**TASK STATEMENT**
Can you summarize the book description in two sentences?
** Start of PASSAGE GIVEN **
Daniel Veith wrote his first novel The Return of the Vespucci
at the age of 18. Until 2001 he revised the book several
times (500 pages).
The
Italian spirits producer Policarpo Peruzzi (64) considers
himself the greatest humanist on earth. Obviously he also
wants his children to become great humanists. But they
do not have the same ideas like their father: They convert
to perverse disciples of immorality.
Policarpo’s daughter Simonetta is a divinely gifted
reporter for pornographic magazines, Sandro told his parents
a few days ago, that he has been sharing his bed with
a sluttish girl-friend for more than half a year, but
the summit of degeneration is marked by his other children,
Aristotile and Raffaella, whose activities lead to the
complete end of the world...
Extremely shocked and disappointed from his children and
his life, Policarpo decides after 47 years of abstinence
and religious mania to become a “real” man
and not to continue with his horrifying life.
** End of PASSAGE GIVEN **
** Start of PROVIDED DATA **
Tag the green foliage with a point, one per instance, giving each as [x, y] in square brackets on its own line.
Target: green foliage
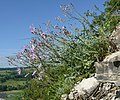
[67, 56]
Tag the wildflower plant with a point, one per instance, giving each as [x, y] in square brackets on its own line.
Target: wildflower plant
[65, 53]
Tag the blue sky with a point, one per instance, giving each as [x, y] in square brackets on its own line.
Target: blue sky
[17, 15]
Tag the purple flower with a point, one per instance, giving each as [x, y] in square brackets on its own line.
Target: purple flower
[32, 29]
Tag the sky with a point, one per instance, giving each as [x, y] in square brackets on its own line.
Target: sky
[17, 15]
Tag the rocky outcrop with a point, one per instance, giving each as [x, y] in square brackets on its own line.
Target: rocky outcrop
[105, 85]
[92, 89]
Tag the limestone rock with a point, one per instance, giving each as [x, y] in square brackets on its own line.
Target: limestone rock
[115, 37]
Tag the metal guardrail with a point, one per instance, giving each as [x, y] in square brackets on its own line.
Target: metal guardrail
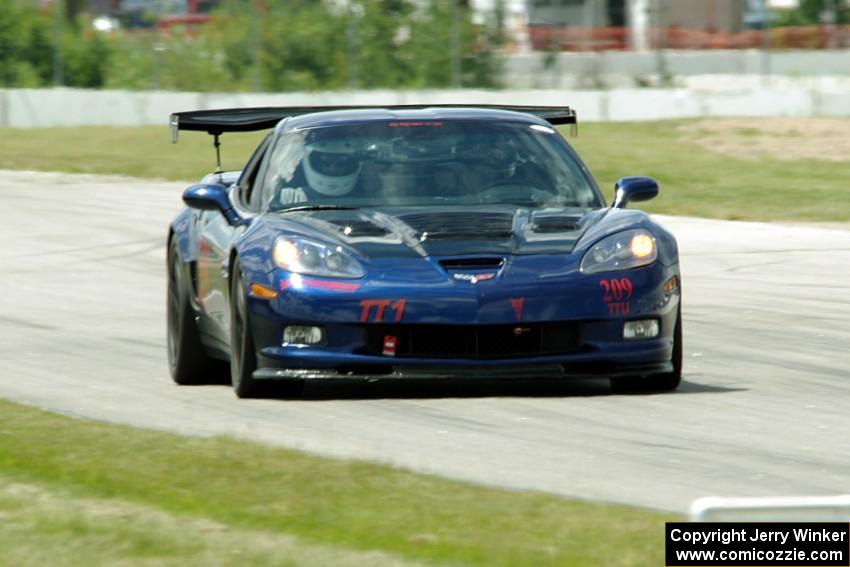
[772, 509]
** End of PROVIDED DATA **
** Start of PROVIDED DATA **
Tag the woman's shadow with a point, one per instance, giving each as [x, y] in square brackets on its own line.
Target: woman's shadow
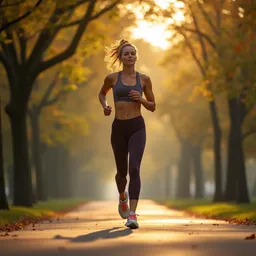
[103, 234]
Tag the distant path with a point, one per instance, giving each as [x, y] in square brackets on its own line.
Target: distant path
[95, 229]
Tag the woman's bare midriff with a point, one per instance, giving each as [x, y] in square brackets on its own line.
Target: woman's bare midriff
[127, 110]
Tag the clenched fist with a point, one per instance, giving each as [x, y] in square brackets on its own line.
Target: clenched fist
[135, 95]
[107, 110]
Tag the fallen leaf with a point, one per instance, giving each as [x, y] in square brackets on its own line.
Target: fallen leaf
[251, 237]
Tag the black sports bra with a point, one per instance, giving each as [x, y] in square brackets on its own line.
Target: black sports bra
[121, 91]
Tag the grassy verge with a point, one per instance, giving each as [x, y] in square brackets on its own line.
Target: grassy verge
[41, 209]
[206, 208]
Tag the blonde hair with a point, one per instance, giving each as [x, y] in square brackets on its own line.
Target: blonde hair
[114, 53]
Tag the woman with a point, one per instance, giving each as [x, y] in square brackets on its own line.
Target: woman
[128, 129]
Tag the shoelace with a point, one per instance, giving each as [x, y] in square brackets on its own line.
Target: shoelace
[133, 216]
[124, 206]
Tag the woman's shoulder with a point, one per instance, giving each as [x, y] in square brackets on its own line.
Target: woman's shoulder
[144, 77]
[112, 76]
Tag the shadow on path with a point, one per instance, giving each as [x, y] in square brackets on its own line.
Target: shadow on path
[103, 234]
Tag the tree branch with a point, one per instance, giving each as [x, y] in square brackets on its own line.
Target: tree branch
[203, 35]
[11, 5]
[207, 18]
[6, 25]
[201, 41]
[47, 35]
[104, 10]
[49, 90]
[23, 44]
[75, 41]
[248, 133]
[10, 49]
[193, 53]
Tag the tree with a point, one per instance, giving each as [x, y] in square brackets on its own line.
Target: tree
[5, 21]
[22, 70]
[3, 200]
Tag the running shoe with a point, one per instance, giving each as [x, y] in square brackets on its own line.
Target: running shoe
** End of PROVIDED DATA **
** Start of PROVIDED DATA **
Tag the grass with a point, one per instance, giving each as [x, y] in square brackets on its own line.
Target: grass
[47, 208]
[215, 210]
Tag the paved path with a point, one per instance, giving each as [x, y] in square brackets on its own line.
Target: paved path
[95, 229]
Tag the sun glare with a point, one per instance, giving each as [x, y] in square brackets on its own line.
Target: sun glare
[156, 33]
** End of PROVIDED DATA **
**SOLUTION TO THIS EXERCISE**
Daniel Veith wrote his first novel, The Return of the Vespucci, at age 18 and revised it several times until 2001. It follows Policarpo Peruzzi, a 64-year-old Italian spirits producer who considers himself the greatest humanist on earth and who, shocked and disappointed by his children's immoral paths and by his own life, decides after 47 years of abstinence and religious mania to become a "real" man.